DIRECTIONS =
Print the data that follows, exactly and completely.

START DATA EXTRACT

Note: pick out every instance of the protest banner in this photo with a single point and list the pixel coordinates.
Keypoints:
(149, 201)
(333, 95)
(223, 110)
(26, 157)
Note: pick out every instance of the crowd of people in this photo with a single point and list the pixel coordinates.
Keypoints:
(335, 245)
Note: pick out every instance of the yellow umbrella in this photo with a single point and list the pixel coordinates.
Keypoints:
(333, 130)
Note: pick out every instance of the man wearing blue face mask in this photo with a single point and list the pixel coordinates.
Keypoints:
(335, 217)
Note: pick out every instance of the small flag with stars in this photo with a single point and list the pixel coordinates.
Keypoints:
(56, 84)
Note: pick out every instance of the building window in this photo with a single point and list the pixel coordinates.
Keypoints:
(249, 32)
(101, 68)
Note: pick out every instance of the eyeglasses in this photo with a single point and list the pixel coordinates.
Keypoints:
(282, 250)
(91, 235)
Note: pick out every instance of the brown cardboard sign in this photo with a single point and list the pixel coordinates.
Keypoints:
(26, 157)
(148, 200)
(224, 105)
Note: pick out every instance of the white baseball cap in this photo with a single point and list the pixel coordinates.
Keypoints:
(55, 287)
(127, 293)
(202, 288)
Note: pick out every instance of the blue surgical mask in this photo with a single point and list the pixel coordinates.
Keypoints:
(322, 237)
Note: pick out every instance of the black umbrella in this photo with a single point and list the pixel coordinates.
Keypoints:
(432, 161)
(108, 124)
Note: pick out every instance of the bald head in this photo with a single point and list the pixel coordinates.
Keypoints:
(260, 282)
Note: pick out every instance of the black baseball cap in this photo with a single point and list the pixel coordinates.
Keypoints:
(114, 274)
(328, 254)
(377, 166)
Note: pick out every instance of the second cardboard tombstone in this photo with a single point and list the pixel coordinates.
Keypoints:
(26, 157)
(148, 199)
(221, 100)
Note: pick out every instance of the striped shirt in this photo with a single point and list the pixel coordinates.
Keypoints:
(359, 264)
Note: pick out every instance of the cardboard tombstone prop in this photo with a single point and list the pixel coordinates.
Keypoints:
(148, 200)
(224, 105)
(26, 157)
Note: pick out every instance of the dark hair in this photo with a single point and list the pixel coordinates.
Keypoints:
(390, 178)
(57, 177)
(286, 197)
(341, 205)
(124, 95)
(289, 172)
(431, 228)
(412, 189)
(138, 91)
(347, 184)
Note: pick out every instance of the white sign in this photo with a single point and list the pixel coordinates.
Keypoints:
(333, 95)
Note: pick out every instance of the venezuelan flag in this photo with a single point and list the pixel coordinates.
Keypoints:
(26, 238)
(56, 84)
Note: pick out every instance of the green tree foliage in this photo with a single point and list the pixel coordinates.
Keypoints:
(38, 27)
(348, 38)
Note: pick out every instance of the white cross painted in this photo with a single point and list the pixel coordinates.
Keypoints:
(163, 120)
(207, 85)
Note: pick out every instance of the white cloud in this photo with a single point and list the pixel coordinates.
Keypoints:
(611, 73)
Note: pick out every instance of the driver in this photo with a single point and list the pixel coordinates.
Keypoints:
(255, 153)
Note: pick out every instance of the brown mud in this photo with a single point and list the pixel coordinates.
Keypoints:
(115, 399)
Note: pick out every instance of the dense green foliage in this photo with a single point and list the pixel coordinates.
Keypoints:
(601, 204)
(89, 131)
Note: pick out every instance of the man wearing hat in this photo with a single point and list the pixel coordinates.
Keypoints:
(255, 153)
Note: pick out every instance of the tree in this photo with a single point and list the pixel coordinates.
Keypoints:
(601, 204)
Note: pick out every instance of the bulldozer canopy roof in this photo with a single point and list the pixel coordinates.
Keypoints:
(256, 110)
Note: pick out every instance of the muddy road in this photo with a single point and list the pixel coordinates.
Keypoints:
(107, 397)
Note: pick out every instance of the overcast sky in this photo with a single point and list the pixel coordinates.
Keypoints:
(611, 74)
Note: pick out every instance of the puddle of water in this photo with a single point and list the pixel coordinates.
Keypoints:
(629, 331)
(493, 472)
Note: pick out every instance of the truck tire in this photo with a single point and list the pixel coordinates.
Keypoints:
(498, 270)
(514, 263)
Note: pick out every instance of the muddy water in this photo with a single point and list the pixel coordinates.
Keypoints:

END DATA EXTRACT

RESPONSE TO THIS TASK =
Note: pick out every instance of the protest banner in this photo with a single point and list the pixel coordinates.
Keypoints:
(149, 201)
(333, 95)
(223, 110)
(26, 157)
Note: pick out every instance of the crowd of people in this photo with a single point and list the pixel coordinates.
Keypoints:
(335, 245)
Note: pick out every instance of the yellow umbrella in this photo with a single point and list the pixel coordinates.
Keypoints:
(333, 130)
Note: pick out every instance of the man wearing blue face mask in this photo with a single point and list the pixel coordinates.
Keypoints:
(335, 217)
Note: pick out every instance of the small flag with stars in this photo with a single point and list the pixel coordinates.
Keypoints:
(56, 84)
Note: pick out every instance of the building window in this photo with a single point and list the pixel coordinates.
Keypoints:
(249, 32)
(101, 68)
Note: pick out every instance of the eyeglasses in this photo with a single point and list the pixel coordinates.
Keypoints:
(282, 250)
(91, 235)
Note: pick out every instance of the brown cardboard sign in this photo with a single point and list the pixel coordinates.
Keypoints:
(26, 157)
(148, 200)
(224, 105)
Note: pick out every instance of the white baseball cap in this photo with a single point and list the pixel coordinates.
Keypoints:
(55, 287)
(127, 293)
(202, 288)
Note: pick out every instance of the blue surgical mask in this photo with a single point and list the pixel coordinates.
Keypoints:
(322, 237)
Note: pick out every instance of the black umbrella in this photo with a single point and list the pixel coordinates.
Keypoints:
(432, 161)
(108, 124)
Note: pick out every instance of the bald head in this photo with a single point and list the pixel coordinates.
Keypoints:
(260, 282)
Note: pick out every instance of the black baseball cap in this photo with a single point and list the pixel coordinates.
Keypoints:
(114, 274)
(328, 254)
(377, 166)
Note: pick out every instance of the second cardboard tombstone in this photo with a single point and list the pixel coordinates.
Keypoints:
(26, 157)
(148, 199)
(221, 100)
Note: pick out every instance of the striped shirt in this photo with a single point and list the pixel coordinates.
Keypoints:
(359, 264)
Note: pick out every instance of the cardboard tombstone prop in this photo with a single point and list the pixel coordinates.
Keypoints:
(148, 200)
(224, 105)
(26, 157)
Note: pick out every instance of the dark hair in this photo with a single point and list the pixel coordinates.
Keypoints:
(390, 178)
(57, 177)
(286, 197)
(341, 205)
(124, 95)
(289, 172)
(431, 228)
(412, 189)
(138, 91)
(347, 184)
Note: pick out every instance of the white sign in this photo with a single point and list the pixel coordinates.
Keypoints:
(333, 95)
Note: pick out every instance of the venezuelan flag in this photo with a single point and list the pixel coordinates.
Keypoints:
(26, 238)
(56, 84)
Note: pick out every instance of the green tree foliage in this photo with a single point and list the pixel coordinates.
Keypoints:
(38, 27)
(348, 38)
Note: pick out every instance of the white cross painted in this photo with a single point and list the pixel coordinates.
Keypoints:
(163, 120)
(207, 85)
Note: pick out every instance of the white cloud in this photo with a single point and list the pixel coordinates.
Keypoints:
(611, 73)
Note: pick out every instance of the driver in this photo with a single point and list the pixel coordinates.
Keypoints:
(255, 153)
Note: pick out every instance of the brown mud in this photo with a single point and list the pixel coordinates.
Keypoints:
(115, 399)
Note: pick out every instance of the dense green foliage in this photo with a single point and list the pixel coordinates.
Keypoints:
(601, 204)
(89, 131)
Note: pick out every instance of the man wearing hat in this photo with a single point and list the pixel coordinates.
Keypoints:
(255, 153)
Note: pick out every instance of the tree in this photo with a single point and list the pixel coordinates.
Keypoints:
(601, 204)
Note: pick out every instance of the bulldozer canopy roof in this photo with a single point and list the pixel coordinates.
Keypoints:
(256, 110)
Note: pick out every instance of the muddy road in this photo with a single point and list the pixel coordinates.
Keypoints:
(107, 397)
Note: pick out every instance of the overcast sky in this photo with a single point and list the pixel coordinates.
Keypoints:
(611, 74)
Note: pick out every instance of the puddle of water in this photo with a single point and list the pixel coordinates.
Keypoints:
(629, 331)
(493, 472)
Note: pick out every instance of the truck tire in this photo with a single point and list the pixel coordinates.
Keypoints:
(498, 270)
(514, 263)
Note: pick out every instance of the muddy water in this photo with a single point and list the pixel coordinates.
Keypoints:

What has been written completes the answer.